***** Elenco
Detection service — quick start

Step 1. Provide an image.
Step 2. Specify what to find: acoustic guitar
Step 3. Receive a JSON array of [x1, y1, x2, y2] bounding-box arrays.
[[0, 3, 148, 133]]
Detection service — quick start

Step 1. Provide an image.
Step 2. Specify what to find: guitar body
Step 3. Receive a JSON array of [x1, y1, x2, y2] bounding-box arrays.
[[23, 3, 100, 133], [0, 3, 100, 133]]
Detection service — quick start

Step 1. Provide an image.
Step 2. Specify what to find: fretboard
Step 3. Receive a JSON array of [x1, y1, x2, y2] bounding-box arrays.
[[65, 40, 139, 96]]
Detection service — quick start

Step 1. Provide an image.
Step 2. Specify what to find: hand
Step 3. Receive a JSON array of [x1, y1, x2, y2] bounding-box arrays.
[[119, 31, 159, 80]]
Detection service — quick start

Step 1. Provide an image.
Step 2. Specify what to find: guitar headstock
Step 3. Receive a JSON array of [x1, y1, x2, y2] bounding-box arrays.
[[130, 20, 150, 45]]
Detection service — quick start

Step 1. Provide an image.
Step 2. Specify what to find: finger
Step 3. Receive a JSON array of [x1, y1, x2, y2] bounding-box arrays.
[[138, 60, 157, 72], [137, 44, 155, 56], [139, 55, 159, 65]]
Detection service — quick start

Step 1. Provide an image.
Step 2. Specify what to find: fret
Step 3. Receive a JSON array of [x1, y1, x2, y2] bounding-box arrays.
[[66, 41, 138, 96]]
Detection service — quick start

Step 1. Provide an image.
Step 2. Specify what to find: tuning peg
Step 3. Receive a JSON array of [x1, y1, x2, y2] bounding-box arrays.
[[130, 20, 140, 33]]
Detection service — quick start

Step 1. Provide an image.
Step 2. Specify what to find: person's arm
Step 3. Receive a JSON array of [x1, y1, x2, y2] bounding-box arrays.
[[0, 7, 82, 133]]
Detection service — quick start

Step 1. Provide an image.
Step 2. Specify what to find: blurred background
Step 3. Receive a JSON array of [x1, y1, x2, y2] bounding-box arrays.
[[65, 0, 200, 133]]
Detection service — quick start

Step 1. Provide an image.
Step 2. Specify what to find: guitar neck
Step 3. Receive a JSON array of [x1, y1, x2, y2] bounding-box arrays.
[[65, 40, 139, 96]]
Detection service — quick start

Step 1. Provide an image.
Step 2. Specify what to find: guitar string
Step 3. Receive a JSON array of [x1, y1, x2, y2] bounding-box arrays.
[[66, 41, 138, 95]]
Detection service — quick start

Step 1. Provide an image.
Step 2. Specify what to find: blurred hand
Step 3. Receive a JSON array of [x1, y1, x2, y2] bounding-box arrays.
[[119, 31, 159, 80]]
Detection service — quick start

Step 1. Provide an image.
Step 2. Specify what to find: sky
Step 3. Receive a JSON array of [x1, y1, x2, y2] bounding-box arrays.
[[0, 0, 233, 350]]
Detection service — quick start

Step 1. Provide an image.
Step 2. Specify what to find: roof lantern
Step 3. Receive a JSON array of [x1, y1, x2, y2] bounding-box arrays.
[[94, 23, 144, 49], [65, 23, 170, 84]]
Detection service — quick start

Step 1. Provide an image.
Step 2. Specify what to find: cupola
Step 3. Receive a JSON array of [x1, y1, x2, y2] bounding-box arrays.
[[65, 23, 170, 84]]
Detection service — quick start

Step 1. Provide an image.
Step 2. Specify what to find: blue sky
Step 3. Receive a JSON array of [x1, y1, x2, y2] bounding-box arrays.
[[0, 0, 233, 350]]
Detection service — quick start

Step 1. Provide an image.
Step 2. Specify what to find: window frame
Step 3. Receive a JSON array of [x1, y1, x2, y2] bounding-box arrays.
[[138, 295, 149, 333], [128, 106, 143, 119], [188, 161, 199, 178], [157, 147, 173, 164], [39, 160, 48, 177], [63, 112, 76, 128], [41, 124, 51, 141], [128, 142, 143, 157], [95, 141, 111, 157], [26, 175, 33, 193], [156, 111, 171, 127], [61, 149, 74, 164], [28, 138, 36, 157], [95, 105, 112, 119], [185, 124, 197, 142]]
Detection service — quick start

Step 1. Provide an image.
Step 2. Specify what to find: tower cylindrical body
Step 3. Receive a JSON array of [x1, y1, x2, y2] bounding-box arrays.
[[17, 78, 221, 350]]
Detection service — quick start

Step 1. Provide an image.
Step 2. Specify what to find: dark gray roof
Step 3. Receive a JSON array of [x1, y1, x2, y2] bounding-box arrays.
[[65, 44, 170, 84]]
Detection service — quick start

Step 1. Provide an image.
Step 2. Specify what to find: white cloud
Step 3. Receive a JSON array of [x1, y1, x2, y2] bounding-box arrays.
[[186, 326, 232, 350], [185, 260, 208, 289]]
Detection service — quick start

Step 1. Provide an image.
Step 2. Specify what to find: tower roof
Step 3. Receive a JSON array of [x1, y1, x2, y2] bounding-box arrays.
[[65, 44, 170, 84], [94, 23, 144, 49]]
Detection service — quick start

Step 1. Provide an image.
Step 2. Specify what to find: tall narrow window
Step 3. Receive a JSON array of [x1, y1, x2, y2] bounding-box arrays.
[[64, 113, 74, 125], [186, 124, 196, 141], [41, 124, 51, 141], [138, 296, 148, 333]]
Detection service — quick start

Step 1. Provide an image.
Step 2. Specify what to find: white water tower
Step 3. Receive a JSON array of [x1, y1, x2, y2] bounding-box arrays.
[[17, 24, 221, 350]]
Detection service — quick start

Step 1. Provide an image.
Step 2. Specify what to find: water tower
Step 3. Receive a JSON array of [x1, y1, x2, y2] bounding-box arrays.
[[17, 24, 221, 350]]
**********
## Istruzioni
Ricopia tutti i record qui sopra parola per parola, senza cambiare nulla.

## Soluzione
Detection service — quick start

Step 1. Provide an image.
Step 2. Specify what to find: acoustic guitar
Step 3. Receive a JSON array of [x1, y1, x2, y2] bounding-box arrays.
[[0, 3, 148, 133]]
Detection service — quick start

Step 1. Provide an image.
Step 2. Specify what to find: guitar body
Step 3. Receive a JSON array of [x1, y1, x2, y2] bounding-box arrays.
[[23, 3, 100, 133], [0, 3, 100, 133]]
Detection service — quick start

Step 1. Provide an image.
Step 2. Specify what to find: fretboard
Step 3. Receive a JSON array of [x1, y1, x2, y2] bounding-box arrays.
[[65, 40, 139, 96]]
Detection service — quick start

Step 1. Provide an image.
Step 2. Specify what to find: hand
Step 3. Receive a JSON array of [x1, y1, x2, y2] bounding-box arrays.
[[119, 31, 159, 80]]
Detection service — quick start

Step 1. Provide an image.
Step 2. Specify what to find: guitar headstock
Step 3. Receive a JSON array of [x1, y1, x2, y2] bounding-box arrays.
[[130, 20, 150, 45]]
Detection service — quick start

Step 1. Provide an image.
Step 2. Specify what to find: finger
Step 3. Receive a JSON array of [x1, y1, x2, y2] bounding-box arrays.
[[138, 60, 157, 72], [137, 44, 155, 56], [139, 55, 159, 65]]
Detection service — quick start

Step 1. Provide an image.
Step 2. Specify what to find: fret
Step 3. Receive a JSON array of [x1, y1, x2, y2] bounding-box arrays.
[[66, 41, 138, 96]]
Detection service — quick start

Step 1. Provide an image.
Step 2. Specify what to find: tuning peg
Step 3. Receive a JSON array of [x1, y1, x2, y2] bounding-box arrays.
[[130, 20, 140, 33]]
Detection service — quick start

Step 1. Provide an image.
Step 2. Specify what to find: person's arm
Step 3. Receive a JSON array of [x1, y1, x2, y2] bounding-box arrays.
[[0, 7, 82, 133]]
Detection service — quick start

Step 1. Provide an image.
Step 2. Specify what to find: blurred background
Step 3. Receive a JSON array of [x1, y1, x2, y2] bounding-box arrays.
[[65, 0, 200, 133]]
Detection service — quick start

Step 1. Provide an image.
Step 2. Specify what to find: guitar neck
Step 3. Receive a JSON array of [x1, y1, x2, y2] bounding-box arrays.
[[65, 40, 139, 96]]
Detection service — quick start

Step 1. Provide an image.
Step 2. Specify what to find: guitar string
Step 3. Receive a JSON array of [x1, y1, x2, y2] bounding-box arrays.
[[66, 41, 138, 95]]
Detection service — quick start

Step 1. Provide an image.
Step 2. Specify what to find: blurred hand
Step 3. Receive a JSON array of [x1, y1, x2, y2] bounding-box arrays.
[[119, 31, 159, 80]]
Detection service — quick start

Step 1. Provide an image.
Step 2. Specify what to find: sky
Step 3. Receive a JSON array of [x1, y1, x2, y2] bounding-box arrays.
[[0, 0, 233, 350]]
Detection service — quick start

Step 1. Provide an image.
Step 2. Specify what to find: roof lantern
Step 3. Receive a JSON array of [x1, y1, x2, y2] bounding-box arrays.
[[94, 23, 144, 49], [65, 23, 170, 84]]
Detection service — quick start

Step 1. Provide an image.
Step 2. Specify what to find: cupola
Step 3. Receive a JSON array of [x1, y1, x2, y2] bounding-box arrays.
[[65, 23, 170, 84]]
Detection service — quick start

Step 1. Provide an image.
Step 2. Specify what to find: blue sky
Step 3. Receive a JSON array of [x1, y1, x2, y2] bounding-box arrays.
[[0, 0, 233, 350]]
Detection service — quick start

Step 1. Provide an image.
Step 2. Specify what to find: window frame
Step 3. Receive a JSON array of [x1, y1, x2, y2] bounding-box arrays.
[[138, 295, 149, 333], [128, 106, 143, 119], [188, 161, 199, 178], [157, 147, 173, 164], [39, 160, 48, 177], [63, 112, 76, 128], [41, 124, 51, 141], [128, 142, 143, 157], [95, 141, 111, 157], [26, 175, 33, 193], [156, 111, 171, 127], [61, 149, 74, 164], [28, 138, 36, 157], [95, 105, 112, 119], [185, 124, 197, 142]]
Detection service — quick start

Step 1. Provide an image.
Step 2. Specify what to find: tower cylindrical body
Step 3. Receive a JSON array of [x1, y1, x2, y2] bounding-box arrays.
[[17, 78, 221, 350]]
Detection service — quick start

Step 1. Provide an image.
Step 2. Specify what to find: dark gray roof
Step 3. Receive a JSON array of [x1, y1, x2, y2] bounding-box arrays.
[[65, 44, 170, 84]]
Detection service — quick start

Step 1. Provide an image.
Step 2. Specify what to find: white cloud
Step 3. Receive a JSON array of [x1, y1, x2, y2] bounding-box arrays.
[[186, 326, 232, 350], [185, 260, 208, 289]]
Detection service — quick start

Step 1. Provide an image.
Step 2. Specify what to find: tower roof
Step 3. Receive a JSON array of [x1, y1, x2, y2] bounding-box arrays.
[[65, 44, 170, 84], [94, 23, 144, 49]]
Detection service — quick start

Step 1. Provide an image.
Step 2. Specify what to find: tall narrow window
Step 3. Receive a JSON array of [x1, y1, x2, y2] bounding-box arrays.
[[64, 113, 74, 125], [186, 124, 196, 141], [41, 124, 51, 141], [138, 296, 148, 333]]
Detection service — quick start

Step 1. Provide an image.
Step 2. Specify what to find: white water tower
Step 3. Receive a JSON array of [x1, y1, x2, y2] bounding-box arrays.
[[17, 24, 221, 350]]
Detection service — quick start

Step 1. Provide an image.
Step 2. Specify what to find: water tower
Step 3. Receive a JSON array of [x1, y1, x2, y2] bounding-box arrays.
[[17, 24, 221, 350]]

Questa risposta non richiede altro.